Extracted text =>
=== Section Start ===

Sydney Morning Herald

Saturday April 12, 2008

Mark Metherell

THE federal Health Department is trying to massage the health forum at the 2020 Summit in an attempt to avoid focus on sensitive issues for Labor such as health insurance and patient costs, some participants say.

The Prime Minister, Kevin Rudd, has promoted next weekend's summit as an opportunity for the nation's best brains to thrash out fresh ideas.

But some of the 88 summiteers invited to the health talkfest believe questions suggested by the Health Department in a briefing document are "prosaic and over-cautious", the leading psychiatrist Ian Hickie said.

The proposed topics for discussion make no mention of systemic issues such as Medicare, the $3.5 billion health insurance tax rebate, mental health services and the rise in patient out-of-pocket medical costs.

The 12 proposed questions include how to balance spending on treatment and prevention, how to plan for emerging health challenges, and why healthy lifestyle messages were not being heeded.

=== Section End ===

How to complete this task => In the news article about the 2020 Summit health forum, which systemic issues are named as absent from the proposed topics for discussion? The listing that comes next is separate material and has no connection to the news article.

[Stored data]
=== Section Start ===

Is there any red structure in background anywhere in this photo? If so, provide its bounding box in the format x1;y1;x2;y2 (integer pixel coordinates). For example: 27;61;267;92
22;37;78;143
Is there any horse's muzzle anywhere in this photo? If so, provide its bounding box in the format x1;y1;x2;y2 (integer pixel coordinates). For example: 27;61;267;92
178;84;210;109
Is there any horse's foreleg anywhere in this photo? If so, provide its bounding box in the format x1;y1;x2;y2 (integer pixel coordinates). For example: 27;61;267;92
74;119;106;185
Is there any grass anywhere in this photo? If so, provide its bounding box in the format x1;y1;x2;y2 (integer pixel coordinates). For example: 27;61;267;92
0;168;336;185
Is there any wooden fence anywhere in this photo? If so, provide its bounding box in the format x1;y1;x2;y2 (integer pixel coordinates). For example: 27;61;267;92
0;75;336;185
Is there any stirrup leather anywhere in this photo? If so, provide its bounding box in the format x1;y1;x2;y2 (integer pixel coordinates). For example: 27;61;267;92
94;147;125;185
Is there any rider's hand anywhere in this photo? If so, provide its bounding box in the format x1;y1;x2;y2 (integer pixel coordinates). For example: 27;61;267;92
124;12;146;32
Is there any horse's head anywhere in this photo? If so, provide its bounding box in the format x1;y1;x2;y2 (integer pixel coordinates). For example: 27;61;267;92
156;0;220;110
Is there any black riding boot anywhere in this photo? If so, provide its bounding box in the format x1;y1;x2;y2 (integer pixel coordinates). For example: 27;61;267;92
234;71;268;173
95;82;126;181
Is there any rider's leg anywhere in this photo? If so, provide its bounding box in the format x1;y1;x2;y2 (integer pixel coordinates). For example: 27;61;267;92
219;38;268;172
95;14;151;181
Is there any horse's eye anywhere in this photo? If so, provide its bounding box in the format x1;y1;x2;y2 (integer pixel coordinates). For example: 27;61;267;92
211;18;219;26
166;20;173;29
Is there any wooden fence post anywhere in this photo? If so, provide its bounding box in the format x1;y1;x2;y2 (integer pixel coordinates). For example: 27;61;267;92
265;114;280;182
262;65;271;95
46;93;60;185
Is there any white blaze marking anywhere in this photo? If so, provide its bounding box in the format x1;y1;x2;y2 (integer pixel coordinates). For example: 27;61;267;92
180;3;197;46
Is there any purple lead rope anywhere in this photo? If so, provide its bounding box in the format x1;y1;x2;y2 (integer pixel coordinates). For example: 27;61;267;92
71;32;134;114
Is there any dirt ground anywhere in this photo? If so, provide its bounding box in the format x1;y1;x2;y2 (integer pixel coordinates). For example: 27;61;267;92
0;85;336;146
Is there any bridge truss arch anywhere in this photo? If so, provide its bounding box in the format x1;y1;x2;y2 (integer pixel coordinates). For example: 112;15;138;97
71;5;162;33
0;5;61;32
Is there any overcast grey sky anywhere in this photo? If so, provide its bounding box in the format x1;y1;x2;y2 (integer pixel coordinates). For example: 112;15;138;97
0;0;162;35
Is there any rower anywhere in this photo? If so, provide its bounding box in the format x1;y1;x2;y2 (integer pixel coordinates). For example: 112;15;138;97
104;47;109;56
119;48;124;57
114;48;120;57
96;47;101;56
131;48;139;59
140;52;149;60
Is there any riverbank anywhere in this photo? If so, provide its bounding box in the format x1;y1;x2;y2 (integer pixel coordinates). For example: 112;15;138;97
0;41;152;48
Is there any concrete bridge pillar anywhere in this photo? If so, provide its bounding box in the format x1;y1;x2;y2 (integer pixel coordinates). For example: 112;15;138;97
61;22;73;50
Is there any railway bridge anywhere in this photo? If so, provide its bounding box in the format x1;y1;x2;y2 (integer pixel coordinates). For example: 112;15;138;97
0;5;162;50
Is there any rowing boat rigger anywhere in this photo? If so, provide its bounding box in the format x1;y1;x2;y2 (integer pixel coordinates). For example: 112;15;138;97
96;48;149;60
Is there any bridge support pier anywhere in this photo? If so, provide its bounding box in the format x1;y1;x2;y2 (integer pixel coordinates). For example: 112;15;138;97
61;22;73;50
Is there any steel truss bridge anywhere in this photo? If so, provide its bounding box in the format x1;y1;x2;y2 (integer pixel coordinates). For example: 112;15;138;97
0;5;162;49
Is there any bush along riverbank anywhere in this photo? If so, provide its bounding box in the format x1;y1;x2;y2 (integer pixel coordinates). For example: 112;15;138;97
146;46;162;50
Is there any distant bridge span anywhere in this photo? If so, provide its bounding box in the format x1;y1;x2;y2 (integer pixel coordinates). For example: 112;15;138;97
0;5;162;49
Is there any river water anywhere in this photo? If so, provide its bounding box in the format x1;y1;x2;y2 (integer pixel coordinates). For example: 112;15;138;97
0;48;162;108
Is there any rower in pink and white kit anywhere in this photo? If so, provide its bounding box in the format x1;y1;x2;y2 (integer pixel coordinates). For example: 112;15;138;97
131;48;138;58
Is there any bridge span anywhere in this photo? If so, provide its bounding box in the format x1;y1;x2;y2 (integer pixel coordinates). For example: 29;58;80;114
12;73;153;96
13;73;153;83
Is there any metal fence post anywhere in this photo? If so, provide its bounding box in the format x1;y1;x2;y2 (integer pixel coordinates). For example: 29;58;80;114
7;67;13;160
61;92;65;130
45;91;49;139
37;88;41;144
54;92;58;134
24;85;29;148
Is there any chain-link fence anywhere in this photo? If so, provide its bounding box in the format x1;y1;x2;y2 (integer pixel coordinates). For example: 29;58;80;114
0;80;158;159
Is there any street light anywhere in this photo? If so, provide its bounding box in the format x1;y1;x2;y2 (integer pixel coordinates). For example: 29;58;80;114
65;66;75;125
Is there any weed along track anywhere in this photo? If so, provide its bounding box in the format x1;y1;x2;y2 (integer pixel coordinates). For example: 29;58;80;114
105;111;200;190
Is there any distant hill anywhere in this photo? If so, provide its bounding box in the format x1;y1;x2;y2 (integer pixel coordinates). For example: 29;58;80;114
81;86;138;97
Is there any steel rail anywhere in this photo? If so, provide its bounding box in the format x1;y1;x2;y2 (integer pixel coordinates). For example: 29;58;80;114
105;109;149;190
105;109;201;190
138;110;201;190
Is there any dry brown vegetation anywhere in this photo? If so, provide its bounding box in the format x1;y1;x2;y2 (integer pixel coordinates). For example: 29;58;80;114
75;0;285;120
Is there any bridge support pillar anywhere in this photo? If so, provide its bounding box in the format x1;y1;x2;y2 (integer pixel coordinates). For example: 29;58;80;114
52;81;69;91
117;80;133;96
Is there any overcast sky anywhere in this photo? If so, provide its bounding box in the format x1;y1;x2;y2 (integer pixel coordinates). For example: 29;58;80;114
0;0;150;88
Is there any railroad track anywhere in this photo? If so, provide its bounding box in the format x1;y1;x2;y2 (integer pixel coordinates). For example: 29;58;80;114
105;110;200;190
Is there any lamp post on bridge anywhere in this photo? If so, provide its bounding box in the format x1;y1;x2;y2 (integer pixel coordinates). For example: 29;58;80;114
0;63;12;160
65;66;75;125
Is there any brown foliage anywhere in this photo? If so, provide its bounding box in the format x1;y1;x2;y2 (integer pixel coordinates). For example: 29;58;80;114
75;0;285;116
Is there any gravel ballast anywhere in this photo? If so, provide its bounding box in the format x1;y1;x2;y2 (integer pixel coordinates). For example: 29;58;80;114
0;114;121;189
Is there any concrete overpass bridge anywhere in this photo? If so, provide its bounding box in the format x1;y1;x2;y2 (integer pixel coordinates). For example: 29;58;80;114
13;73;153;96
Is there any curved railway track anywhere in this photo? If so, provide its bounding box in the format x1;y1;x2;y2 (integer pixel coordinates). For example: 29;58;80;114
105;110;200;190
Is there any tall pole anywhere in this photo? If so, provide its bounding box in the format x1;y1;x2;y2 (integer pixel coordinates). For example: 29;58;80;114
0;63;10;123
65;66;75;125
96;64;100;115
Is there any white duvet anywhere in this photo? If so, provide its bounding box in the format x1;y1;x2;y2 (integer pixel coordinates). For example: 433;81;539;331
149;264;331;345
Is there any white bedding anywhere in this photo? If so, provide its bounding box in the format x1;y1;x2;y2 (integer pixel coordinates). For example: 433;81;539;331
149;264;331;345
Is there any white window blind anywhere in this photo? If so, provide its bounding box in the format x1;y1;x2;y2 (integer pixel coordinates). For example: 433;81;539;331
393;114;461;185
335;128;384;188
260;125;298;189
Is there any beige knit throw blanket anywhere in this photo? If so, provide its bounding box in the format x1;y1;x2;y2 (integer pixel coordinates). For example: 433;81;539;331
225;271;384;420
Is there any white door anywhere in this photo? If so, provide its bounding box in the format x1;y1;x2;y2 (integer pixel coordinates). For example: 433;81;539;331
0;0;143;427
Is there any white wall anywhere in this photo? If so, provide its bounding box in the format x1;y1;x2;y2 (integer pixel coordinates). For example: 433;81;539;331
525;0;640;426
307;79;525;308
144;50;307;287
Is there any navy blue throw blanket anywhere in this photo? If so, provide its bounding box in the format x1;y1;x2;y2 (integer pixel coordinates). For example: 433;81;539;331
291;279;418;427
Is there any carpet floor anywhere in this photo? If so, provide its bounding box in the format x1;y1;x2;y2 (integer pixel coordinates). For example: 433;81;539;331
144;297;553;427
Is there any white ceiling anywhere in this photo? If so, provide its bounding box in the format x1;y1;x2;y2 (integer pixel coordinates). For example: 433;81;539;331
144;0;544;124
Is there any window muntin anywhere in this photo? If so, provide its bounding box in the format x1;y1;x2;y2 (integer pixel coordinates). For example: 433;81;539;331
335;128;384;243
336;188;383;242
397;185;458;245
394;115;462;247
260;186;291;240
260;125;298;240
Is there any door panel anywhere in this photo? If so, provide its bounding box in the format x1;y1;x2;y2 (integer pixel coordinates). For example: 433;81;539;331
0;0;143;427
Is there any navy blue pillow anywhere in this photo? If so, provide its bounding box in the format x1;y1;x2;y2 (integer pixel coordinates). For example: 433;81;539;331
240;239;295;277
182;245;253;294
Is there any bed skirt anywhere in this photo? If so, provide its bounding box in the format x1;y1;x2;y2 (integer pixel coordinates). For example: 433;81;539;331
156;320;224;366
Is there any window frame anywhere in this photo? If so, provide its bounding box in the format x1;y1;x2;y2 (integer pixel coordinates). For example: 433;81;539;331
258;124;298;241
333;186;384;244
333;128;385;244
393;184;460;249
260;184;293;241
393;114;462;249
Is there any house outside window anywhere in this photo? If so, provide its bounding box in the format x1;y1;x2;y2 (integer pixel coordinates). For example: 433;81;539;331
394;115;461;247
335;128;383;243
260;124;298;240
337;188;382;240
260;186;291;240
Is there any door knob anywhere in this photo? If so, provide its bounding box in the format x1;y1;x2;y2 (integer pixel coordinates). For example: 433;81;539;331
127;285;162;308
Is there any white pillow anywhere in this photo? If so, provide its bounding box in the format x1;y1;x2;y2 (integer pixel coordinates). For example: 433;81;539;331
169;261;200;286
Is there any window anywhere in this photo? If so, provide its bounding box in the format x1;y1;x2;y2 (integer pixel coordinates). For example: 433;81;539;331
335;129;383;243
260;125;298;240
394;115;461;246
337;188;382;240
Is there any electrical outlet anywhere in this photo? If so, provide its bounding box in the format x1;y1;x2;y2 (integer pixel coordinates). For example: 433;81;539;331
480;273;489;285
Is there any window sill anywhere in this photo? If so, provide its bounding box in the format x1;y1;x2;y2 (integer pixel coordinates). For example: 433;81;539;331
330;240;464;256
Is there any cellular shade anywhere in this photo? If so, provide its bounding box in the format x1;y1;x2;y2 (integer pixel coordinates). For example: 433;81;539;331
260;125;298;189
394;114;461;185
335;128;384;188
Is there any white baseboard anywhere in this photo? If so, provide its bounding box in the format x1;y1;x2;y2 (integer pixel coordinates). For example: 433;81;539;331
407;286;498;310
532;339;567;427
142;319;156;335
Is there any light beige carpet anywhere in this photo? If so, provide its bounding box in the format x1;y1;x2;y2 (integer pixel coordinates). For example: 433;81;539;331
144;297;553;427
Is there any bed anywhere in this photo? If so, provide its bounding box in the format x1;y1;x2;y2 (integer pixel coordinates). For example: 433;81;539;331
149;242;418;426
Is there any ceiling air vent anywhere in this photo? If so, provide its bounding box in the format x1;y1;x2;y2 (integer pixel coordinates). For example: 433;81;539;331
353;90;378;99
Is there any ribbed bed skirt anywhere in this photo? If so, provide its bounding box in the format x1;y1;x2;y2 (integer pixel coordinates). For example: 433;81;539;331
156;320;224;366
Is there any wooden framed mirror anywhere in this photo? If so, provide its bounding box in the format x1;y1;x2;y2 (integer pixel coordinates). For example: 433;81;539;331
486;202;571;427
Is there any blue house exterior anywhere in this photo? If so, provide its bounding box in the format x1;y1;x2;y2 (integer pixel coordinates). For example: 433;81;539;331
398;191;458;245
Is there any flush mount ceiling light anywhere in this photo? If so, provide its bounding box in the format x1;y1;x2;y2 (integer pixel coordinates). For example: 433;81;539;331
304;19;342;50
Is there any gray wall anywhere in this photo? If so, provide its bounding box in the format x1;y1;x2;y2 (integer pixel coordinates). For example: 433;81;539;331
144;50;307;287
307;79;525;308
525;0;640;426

=== Section End ===

Problem solution =>
- Medicare
- the $3.5 billion health insurance tax rebate
- mental health services
- the rise in patient out-of-pocket medical costs